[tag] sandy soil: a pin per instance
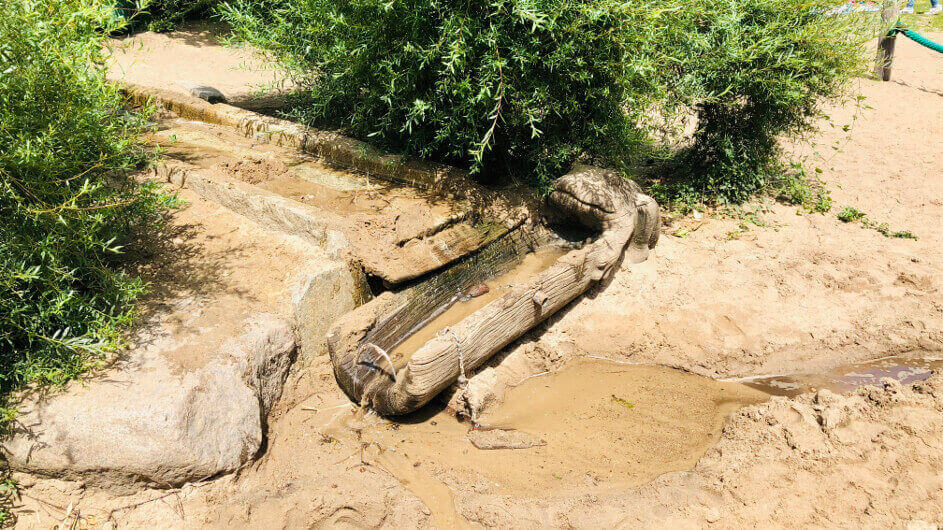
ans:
(192, 55)
(803, 293)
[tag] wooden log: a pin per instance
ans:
(596, 198)
(885, 54)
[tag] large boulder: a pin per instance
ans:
(156, 423)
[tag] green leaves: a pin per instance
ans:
(67, 206)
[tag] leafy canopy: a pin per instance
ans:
(526, 87)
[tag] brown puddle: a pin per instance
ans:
(605, 425)
(846, 378)
(531, 265)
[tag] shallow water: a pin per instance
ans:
(605, 426)
(845, 378)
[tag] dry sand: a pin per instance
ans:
(802, 294)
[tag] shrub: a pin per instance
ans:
(527, 87)
(66, 202)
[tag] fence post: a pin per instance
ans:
(885, 54)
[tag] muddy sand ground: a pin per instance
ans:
(797, 292)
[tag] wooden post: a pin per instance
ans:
(885, 54)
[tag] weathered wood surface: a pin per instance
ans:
(596, 198)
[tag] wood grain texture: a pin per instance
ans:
(595, 198)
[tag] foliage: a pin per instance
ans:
(851, 214)
(528, 87)
(66, 202)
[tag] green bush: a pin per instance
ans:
(66, 202)
(527, 87)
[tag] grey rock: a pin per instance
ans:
(207, 93)
(153, 423)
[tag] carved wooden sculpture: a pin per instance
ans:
(627, 222)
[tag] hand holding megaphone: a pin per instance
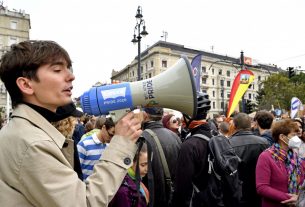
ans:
(174, 88)
(129, 126)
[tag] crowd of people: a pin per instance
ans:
(51, 154)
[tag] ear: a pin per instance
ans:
(25, 85)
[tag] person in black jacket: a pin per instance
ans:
(248, 147)
(192, 164)
(170, 143)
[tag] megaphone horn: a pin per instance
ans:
(174, 88)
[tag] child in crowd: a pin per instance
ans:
(127, 194)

┄┄┄┄┄┄┄┄┄┄

• _Instructions to follow_
Leaving out the pictures, restate the listing above exactly.

• _Task answer_
[tag] sandy soil: a pin per instance
ans:
(192, 55)
(803, 293)
[tag] wooden log: a pin per instance
ans:
(596, 198)
(885, 54)
[tag] large boulder: a pin per instance
ans:
(156, 423)
[tag] green leaves: a pin per instance
ans:
(67, 206)
[tag] leafy canopy: a pin per instance
ans:
(526, 87)
[tag] brown puddle: a pin per instance
ans:
(605, 425)
(846, 378)
(531, 265)
[tag] shallow water: a pin per instance
ans:
(605, 426)
(845, 378)
[tag] dry sand: a pin per instance
ans:
(802, 294)
[tag] shrub: a pin per instance
ans:
(527, 87)
(66, 202)
[tag] fence post: a pin per instance
ans:
(885, 54)
[tag] muddy sand ground: a pin per instance
ans:
(797, 292)
[tag] wooden post: a pin per instance
ans:
(885, 54)
[tag] weathered wood surface: a pin per instance
ans:
(596, 198)
[tag] wood grain texture: a pin per instance
ans:
(595, 198)
[tag] foliage: a pin per instance
ans:
(851, 214)
(528, 87)
(66, 202)
[tag] green bush: a pin per instance
ans:
(66, 202)
(527, 87)
[tag] grey rock: a pin per instance
ans:
(207, 93)
(153, 423)
[tag] carved wooden sculpture: a pin per instance
ans:
(627, 222)
[tag] hand holding megaphone: a pin per instance
ans:
(174, 88)
(129, 126)
[tag] crowd of people: a pin per instance
ans:
(51, 154)
[tag] ear: a pin per instance
ans:
(25, 85)
[tag] person in black jacket: a pin per instance
ans:
(248, 147)
(192, 164)
(170, 143)
[tag] megaphone horn: a pin per instance
ans:
(174, 88)
[tag] child in crowd: a pin per instance
ans:
(127, 194)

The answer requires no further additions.